▶ [Required task]
Write out every line of the data below, unchanged.

---- Stored rows

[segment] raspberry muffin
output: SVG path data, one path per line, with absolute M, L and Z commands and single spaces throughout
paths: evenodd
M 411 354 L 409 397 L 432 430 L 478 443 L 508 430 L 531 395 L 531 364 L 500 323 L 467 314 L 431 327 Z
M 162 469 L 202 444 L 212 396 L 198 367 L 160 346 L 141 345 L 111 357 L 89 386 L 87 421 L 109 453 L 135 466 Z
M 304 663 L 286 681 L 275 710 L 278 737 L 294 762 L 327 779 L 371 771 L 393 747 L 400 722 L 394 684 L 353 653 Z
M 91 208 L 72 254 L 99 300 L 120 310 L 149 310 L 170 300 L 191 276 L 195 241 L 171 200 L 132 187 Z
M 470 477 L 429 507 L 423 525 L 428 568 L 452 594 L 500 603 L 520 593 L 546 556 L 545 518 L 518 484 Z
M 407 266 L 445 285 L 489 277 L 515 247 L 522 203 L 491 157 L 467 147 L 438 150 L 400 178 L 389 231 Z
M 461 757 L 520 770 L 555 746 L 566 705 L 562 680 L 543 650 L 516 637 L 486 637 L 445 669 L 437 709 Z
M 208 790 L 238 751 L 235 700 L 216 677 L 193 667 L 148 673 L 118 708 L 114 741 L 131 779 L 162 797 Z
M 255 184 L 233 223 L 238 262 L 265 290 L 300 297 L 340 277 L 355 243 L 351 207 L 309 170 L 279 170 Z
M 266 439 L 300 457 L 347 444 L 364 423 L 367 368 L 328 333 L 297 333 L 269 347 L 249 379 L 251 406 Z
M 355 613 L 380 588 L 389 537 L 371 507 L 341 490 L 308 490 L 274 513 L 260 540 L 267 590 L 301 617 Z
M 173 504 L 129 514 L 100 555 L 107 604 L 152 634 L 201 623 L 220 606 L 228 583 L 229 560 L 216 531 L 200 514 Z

--------

▶ [Expected answer]
[segment] raspberry muffin
output: SVG path data, one path per line, with absolute M, L and Z commands and single spaces throughout
paths: evenodd
M 411 354 L 409 397 L 432 430 L 478 443 L 508 430 L 531 395 L 531 364 L 500 323 L 467 314 L 431 327 Z
M 162 469 L 202 444 L 212 396 L 198 367 L 160 346 L 141 345 L 111 357 L 89 386 L 87 421 L 109 453 L 135 466 Z
M 304 663 L 286 681 L 275 710 L 278 737 L 294 762 L 327 779 L 371 771 L 393 747 L 400 722 L 394 684 L 353 653 Z
M 91 208 L 72 254 L 99 300 L 120 310 L 149 310 L 170 300 L 191 276 L 195 241 L 171 200 L 132 187 Z
M 470 477 L 429 507 L 423 525 L 428 568 L 452 594 L 500 603 L 520 593 L 546 556 L 545 518 L 518 484 Z
M 407 266 L 445 285 L 489 277 L 515 247 L 522 203 L 491 157 L 467 147 L 438 150 L 400 178 L 389 231 Z
M 461 757 L 520 770 L 555 746 L 566 705 L 562 680 L 543 650 L 516 637 L 486 637 L 445 669 L 437 709 Z
M 208 790 L 238 751 L 235 700 L 216 677 L 193 667 L 148 673 L 118 708 L 114 741 L 131 779 L 162 797 Z
M 255 184 L 233 223 L 238 262 L 265 290 L 300 297 L 340 277 L 355 243 L 351 207 L 309 170 L 279 170 Z
M 266 439 L 300 457 L 347 444 L 364 423 L 367 368 L 328 333 L 297 333 L 269 347 L 249 379 L 251 406 Z
M 355 613 L 380 588 L 389 537 L 371 507 L 341 490 L 308 490 L 274 513 L 260 540 L 267 590 L 301 617 Z
M 173 504 L 129 514 L 100 555 L 107 604 L 152 634 L 201 623 L 220 606 L 228 583 L 229 560 L 216 531 L 200 514 Z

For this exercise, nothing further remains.